*EXERCISE AIM*: Since only part of the material below is wanted, output exactly the lines from the one with "Target: religious icon" up to and including the one with "Target: ceiling fresco".
(INFORMATION SUPPLIED begins)
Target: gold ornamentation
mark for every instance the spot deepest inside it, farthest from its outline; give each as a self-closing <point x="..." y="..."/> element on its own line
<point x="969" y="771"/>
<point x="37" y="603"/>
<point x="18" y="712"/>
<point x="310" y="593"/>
(INFORMATION SUPPLIED ends)
(INFORMATION SUPPLIED begins)
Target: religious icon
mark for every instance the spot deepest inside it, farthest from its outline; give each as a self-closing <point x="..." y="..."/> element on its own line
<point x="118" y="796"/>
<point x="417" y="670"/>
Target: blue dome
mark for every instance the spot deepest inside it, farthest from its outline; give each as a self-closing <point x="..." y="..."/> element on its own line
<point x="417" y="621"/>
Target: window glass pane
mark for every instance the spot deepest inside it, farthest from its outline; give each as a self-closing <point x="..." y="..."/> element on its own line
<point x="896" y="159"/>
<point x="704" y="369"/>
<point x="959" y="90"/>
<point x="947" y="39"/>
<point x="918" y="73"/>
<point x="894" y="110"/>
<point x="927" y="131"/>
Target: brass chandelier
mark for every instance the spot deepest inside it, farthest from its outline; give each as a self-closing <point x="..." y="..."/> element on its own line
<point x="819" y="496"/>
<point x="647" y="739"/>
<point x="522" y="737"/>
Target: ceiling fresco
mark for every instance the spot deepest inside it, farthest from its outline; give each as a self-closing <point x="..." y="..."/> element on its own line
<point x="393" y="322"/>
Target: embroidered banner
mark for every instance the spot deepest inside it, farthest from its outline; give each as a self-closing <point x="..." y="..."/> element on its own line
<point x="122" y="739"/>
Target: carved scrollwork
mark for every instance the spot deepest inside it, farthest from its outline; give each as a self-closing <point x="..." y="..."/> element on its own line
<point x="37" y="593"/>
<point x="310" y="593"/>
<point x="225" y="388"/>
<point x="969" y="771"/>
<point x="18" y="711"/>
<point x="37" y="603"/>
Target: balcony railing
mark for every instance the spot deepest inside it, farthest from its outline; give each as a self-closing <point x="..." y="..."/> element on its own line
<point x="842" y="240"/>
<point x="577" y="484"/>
(INFORMATION SUPPLIED ends)
(INFORMATION SUPPLIED begins)
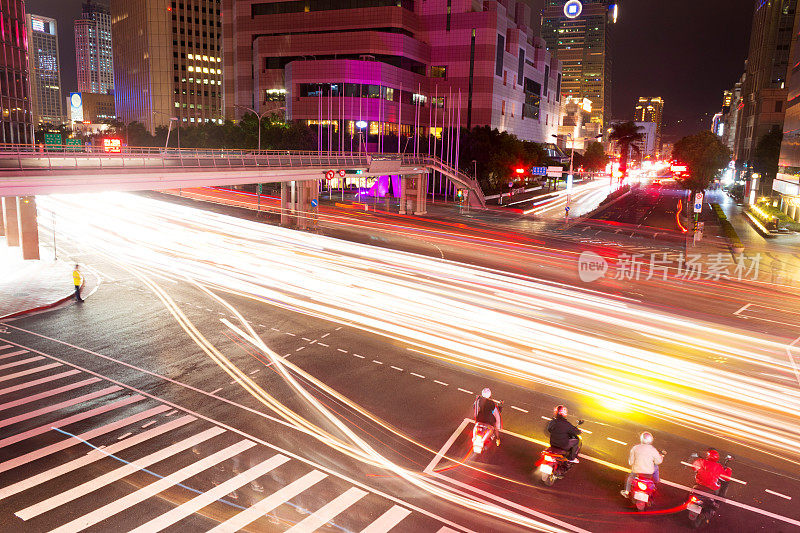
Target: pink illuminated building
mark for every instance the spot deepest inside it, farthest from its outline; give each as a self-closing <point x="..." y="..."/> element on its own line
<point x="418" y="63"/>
(INFORMATION SUPPLIED ends)
*YOUR SOLUTION*:
Target: religious icon
mark for every instance the spot deepest inside it, farthest from its outline; give each as a self-closing <point x="..." y="..."/> element on its own line
<point x="118" y="796"/>
<point x="417" y="670"/>
Target: blue dome
mark for every instance the spot deepest inside it, farthest from its outline; give each as a self-closing <point x="..." y="..."/> element on its own line
<point x="417" y="621"/>
Target: window glass pane
mark for every instance the spot deepest inside it, farthest from its outline; give each as a self-closing <point x="..." y="..."/> element on its own line
<point x="896" y="159"/>
<point x="704" y="369"/>
<point x="959" y="90"/>
<point x="947" y="39"/>
<point x="918" y="73"/>
<point x="894" y="110"/>
<point x="927" y="131"/>
Target: brass chandelier
mark for every instance the spot deepest inside it, farthest from its outline; give each as a self-closing <point x="..." y="..."/> element on its own line
<point x="819" y="496"/>
<point x="647" y="739"/>
<point x="522" y="737"/>
Target: ceiling fresco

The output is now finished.